PROVIDED PASSAGE section start
Year of Award


Document Type


Degree Type

Doctor of Philosophy (PhD)

Degree Name

Organismal Biology and Ecology

Department or School/College

Division of Biological Sciences

Committee Chair

Ragan M. Callaway

Commitee Members

Douglas J. Emlen, Lila Fishman, Laurie B. Marczak, John L. Maron


eco-evolutionary feedback, evolution, indirect interactions, intraspecific diversity, plant competition, species invasion


University of Montana


The distributions and abundances of organisms are affected by ecological processes, such as competition, predation, and abiotic stress, and these processes can also produce rapid evolutionary change in plant communities. Although our understanding of ecological and evolutionary interactions is growing, so far little is known about how competition among plants interacts with evolution to shape communities. In my dissertation, I use species invasions to investigate the evolutionary and ecological consequences of plant interactions and their effects on plant community assembly.
PROVIDED PASSAGE section end
MATERIAL SHOWN section start
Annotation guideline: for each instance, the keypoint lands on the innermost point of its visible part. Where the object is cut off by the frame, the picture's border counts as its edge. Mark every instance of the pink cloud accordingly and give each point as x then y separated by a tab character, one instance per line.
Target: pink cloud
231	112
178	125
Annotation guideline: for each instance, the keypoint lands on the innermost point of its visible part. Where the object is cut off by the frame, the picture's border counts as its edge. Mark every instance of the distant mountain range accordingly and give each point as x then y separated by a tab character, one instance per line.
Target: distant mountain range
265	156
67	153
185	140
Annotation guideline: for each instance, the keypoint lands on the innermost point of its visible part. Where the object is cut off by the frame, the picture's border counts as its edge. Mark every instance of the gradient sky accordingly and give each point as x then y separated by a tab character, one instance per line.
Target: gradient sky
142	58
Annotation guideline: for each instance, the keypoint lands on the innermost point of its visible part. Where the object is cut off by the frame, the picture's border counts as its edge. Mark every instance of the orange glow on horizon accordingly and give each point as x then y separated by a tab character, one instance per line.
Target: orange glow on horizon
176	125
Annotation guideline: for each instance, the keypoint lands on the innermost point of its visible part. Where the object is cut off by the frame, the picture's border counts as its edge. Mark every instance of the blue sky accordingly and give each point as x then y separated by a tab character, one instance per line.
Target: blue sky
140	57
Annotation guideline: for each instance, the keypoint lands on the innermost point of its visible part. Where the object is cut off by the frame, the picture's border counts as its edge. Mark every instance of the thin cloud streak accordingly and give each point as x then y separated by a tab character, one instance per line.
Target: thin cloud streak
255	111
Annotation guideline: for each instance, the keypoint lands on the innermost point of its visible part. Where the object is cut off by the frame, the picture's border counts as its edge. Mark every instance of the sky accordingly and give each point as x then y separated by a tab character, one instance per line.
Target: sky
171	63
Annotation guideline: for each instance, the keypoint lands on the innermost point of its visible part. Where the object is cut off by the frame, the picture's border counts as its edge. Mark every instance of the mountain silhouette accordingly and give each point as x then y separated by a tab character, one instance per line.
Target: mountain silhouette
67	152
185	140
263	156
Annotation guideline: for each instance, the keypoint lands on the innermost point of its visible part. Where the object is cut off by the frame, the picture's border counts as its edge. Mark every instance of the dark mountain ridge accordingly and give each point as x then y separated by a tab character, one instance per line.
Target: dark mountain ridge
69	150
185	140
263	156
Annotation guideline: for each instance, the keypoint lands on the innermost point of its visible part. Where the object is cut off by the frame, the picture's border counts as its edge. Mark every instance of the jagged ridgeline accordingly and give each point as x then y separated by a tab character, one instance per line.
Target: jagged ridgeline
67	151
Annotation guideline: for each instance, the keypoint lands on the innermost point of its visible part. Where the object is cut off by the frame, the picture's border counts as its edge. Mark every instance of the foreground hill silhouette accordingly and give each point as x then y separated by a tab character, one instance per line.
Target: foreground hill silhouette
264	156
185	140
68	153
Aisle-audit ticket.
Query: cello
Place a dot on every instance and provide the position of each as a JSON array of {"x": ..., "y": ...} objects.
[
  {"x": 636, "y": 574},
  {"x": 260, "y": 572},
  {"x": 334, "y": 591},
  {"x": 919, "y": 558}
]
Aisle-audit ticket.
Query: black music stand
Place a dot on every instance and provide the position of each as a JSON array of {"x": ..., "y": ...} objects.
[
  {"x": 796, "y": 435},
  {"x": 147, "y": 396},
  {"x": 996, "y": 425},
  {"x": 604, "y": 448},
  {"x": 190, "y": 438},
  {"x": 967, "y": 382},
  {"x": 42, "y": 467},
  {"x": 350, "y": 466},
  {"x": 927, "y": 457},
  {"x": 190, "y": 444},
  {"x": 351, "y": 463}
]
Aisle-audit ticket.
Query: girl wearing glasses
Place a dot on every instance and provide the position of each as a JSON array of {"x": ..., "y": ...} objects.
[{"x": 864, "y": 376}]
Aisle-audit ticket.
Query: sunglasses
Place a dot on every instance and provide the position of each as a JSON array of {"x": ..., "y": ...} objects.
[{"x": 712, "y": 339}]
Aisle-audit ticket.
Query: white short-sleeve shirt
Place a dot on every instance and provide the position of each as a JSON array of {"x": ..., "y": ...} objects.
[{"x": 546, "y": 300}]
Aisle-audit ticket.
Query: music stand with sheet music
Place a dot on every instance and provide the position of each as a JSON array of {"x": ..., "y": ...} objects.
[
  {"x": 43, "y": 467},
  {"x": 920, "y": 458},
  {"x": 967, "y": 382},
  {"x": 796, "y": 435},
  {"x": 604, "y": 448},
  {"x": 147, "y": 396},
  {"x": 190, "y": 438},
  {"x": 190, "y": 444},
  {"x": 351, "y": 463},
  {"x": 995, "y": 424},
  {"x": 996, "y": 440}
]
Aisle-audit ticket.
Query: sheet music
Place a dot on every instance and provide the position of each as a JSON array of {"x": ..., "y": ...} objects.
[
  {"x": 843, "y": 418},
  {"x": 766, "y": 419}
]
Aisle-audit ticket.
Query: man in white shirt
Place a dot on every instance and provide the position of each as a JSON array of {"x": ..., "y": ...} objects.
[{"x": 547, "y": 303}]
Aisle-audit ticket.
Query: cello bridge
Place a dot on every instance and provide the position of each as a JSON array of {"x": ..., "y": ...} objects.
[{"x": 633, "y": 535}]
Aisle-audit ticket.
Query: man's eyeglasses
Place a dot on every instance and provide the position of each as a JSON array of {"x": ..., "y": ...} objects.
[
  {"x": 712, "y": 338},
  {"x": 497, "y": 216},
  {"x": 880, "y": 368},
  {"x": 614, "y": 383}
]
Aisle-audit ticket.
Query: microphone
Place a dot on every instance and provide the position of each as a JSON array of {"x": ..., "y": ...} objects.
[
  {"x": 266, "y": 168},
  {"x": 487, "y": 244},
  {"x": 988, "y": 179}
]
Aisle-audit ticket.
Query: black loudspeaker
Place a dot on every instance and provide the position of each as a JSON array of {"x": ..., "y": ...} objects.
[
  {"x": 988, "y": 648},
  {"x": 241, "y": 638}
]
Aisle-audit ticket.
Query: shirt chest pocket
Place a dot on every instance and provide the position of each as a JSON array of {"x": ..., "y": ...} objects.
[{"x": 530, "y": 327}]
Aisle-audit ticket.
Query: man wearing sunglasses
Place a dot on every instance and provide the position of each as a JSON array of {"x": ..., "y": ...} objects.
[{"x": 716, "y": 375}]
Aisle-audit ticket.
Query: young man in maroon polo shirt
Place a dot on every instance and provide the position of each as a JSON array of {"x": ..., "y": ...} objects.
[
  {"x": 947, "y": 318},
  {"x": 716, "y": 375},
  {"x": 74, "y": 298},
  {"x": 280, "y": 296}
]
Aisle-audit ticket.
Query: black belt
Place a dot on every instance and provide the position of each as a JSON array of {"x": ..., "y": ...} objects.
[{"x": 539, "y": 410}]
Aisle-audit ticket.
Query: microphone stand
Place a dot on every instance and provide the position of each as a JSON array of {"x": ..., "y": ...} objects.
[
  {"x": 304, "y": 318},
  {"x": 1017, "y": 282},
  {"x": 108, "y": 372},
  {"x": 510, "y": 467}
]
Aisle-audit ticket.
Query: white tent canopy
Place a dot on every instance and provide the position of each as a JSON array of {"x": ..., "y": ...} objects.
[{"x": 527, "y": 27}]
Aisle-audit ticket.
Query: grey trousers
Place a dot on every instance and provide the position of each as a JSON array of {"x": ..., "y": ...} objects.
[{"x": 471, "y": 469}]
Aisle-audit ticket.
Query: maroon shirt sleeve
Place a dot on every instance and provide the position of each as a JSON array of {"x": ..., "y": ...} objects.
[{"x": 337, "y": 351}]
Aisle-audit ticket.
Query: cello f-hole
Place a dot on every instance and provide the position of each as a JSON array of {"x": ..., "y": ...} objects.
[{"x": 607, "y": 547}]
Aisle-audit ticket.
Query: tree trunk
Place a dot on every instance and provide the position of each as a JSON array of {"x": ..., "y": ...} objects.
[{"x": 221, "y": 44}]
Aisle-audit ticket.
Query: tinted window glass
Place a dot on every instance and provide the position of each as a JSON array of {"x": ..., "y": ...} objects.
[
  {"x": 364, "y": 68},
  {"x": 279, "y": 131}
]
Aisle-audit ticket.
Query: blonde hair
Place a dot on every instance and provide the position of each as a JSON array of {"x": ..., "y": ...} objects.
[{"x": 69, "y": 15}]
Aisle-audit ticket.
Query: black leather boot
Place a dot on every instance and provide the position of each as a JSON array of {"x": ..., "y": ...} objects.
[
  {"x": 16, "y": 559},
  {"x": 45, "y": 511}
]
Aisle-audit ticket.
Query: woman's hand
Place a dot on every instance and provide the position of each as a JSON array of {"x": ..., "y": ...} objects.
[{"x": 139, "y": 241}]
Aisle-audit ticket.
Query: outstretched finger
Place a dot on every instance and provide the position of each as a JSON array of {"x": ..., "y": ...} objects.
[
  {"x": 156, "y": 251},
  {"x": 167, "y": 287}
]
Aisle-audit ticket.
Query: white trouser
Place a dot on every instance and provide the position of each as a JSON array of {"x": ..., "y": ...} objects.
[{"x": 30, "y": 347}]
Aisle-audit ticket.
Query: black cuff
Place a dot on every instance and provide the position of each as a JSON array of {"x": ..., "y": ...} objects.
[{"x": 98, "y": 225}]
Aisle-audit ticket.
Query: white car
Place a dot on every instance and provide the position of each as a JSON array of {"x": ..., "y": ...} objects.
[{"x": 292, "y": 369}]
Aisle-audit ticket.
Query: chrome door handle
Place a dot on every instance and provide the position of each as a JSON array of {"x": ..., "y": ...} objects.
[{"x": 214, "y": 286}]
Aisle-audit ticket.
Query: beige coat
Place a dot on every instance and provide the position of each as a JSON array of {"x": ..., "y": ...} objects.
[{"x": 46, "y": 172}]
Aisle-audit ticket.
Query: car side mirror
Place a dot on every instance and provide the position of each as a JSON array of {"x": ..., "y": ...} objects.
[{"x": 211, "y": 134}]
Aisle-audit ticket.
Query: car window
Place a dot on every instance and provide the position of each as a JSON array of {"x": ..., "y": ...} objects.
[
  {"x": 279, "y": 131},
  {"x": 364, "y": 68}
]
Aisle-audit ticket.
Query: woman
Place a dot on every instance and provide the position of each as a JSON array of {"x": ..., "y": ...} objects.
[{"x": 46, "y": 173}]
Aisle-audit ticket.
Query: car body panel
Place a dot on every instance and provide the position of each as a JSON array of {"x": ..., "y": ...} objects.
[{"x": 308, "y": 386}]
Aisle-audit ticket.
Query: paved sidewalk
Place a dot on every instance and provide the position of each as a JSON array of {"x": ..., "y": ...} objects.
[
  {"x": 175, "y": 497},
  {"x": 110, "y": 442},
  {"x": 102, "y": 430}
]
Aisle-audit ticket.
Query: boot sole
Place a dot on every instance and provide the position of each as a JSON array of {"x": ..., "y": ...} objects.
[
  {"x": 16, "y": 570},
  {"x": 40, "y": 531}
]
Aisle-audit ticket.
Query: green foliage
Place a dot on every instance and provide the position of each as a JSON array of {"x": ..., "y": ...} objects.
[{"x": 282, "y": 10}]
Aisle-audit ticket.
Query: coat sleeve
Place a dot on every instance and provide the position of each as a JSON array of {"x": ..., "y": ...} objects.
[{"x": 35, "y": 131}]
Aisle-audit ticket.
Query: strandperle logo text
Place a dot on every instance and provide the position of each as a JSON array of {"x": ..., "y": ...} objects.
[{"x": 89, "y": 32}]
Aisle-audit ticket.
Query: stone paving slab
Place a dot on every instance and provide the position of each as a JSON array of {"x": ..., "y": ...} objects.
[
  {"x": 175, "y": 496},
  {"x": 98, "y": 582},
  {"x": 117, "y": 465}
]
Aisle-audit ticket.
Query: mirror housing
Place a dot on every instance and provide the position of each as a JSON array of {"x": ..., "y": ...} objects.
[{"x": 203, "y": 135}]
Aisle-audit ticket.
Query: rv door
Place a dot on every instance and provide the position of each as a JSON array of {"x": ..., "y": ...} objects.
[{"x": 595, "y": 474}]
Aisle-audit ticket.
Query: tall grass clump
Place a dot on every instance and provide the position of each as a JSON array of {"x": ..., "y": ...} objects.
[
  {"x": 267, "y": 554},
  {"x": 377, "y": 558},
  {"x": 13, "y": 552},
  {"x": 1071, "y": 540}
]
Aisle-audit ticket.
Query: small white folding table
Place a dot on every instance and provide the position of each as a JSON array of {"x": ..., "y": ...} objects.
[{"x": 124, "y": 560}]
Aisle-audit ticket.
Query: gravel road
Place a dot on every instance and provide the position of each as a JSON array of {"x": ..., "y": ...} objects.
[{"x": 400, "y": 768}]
MATERIAL SHOWN section end
- _PROBLEMS TO WORK ON_
**a)** Answer these from the dissertation record, one line each:
(i) Who chaired the committee?
(ii) Which university is listed?
(iii) What does the author use to investigate the consequences of plant interactions?
**b)** Extend the abstract in the dissertation record, picking up right after its last sentence.
The records were gathered from a separate source.

- _SOLVED TASKS_
**a)**
(i) Ragan M. Callaway
(ii) University of Montana
(iii) Species invasions

**b)**
In my first chapter, I investigated complex ecological interactions between Euphorbia esula, an invasive plant, and Balsamorrhiza sagittata, a native plant. I found that direct negative effects of Euphorbia on Balsamorrhiza, due to competition, were greatly reduced by indirect positive effects. In the second chapter, I investigated whether selection favored competitive "suppression" or "tolerance" strategies in the native Pseudoroegneria spicata when competing with the invasive Centaurea stoebe. I found that tolerance had far greater fitness benefits than suppression. This observation has important consequences for understanding the outcome of evolution in plant communities. In my third chapter, I investigated the ecological consequences of intraspecific diversity in Pseudoroegneria. I found that functional diversity within the species increased ecosystem productivity, and that this pattern was strongest for ecotypes from mesic environments, suggesting that adaptive variation influences emergent consequences of intraspecific interactions. Finally, in my fourth chapter I found evidence that selection by Euphorbia on native and invasive grasses influenced how those grasses responded to other competitors, herbivory, and changes in resource availability. I also found evidence that this selection varied among sites in a manner akin to a geographic mosaic. Together, these chapters demonstrate how plant invasions can inform our understanding of interactions between ecological and evolutionary processes that affect plant community assembly.